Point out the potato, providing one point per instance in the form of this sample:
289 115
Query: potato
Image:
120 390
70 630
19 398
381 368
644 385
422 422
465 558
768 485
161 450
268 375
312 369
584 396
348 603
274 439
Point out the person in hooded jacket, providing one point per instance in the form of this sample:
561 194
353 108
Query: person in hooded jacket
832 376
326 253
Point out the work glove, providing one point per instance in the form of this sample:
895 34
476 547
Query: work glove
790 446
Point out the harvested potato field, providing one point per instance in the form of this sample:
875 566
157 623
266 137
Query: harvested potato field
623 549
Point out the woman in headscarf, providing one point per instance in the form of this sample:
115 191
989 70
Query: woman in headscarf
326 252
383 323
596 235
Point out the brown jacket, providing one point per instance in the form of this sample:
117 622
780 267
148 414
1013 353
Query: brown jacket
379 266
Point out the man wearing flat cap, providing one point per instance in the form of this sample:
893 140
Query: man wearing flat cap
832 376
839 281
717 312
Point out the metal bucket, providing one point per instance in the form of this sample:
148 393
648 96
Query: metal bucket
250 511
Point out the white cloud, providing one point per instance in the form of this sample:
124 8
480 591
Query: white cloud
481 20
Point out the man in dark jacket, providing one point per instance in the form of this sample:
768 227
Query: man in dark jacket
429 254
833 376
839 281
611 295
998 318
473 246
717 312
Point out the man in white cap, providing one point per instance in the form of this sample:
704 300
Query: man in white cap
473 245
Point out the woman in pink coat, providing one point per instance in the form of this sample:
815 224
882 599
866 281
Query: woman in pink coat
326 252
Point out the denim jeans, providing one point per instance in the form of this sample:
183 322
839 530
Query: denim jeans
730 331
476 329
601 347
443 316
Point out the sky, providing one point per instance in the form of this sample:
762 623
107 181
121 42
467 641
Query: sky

WHAT THE TASK REQUIRES: Reproduce all of the material above, changing every "in the form of this sample" to "following this sample format" and keeping the rest identical.

THE SOLUTION:
Point out the potato, providing one point per instance following this sample format:
289 115
Query: potato
Image:
120 390
70 630
19 398
381 368
644 385
422 422
465 558
768 485
161 450
268 375
312 369
584 396
348 603
274 439
Point out the person in hooded jacket, providing one point per instance following this sample format:
561 194
353 108
Query: person in hooded jacket
832 376
326 253
Point out the work glove, providing one point per instance following this sample format:
895 34
476 547
Query: work glove
790 446
Point out the harvested potato field, providing one point per instance following this sample format:
875 566
157 623
266 137
Query: harvested potato field
623 549
Point out the woman in headscarf, providing one point per instance following this sample format:
115 191
989 70
Query: woman in headscarf
326 252
383 323
596 235
Point out the brown jacket, providing one point per instance following this sample format:
117 622
780 267
148 414
1013 353
Query: brown jacket
379 266
Point out the man wearing flat cap, providing one point per instance following this sample format:
893 140
Query: man wearing flat cap
832 376
839 281
717 312
Point out the metal bucket, providing one point per instance following this sample format:
148 393
648 96
Query: metal bucket
250 511
Point out the white cloud, providing one point per instance following this sample format:
124 8
480 591
Query: white cloud
481 20
Point out the man in dark jacket, providing one point per instance following this sample format:
768 227
Query: man in dark jacket
429 254
833 376
839 281
611 295
998 318
473 246
717 312
Point out the man in white cap, providing one point per instance following this sample format:
704 300
Query: man in white cap
473 245
Point out the woman in pink coat, providing one point per instance following this sample format:
815 224
882 599
866 281
Query: woman in pink coat
326 252
Point out the denim jeans, providing one point per instance following this sample format:
183 322
839 530
Query: denim jeans
730 331
476 329
601 347
443 316
Point out the sky, providing one point per instance following this sample format:
762 623
107 181
121 42
467 641
Query: sky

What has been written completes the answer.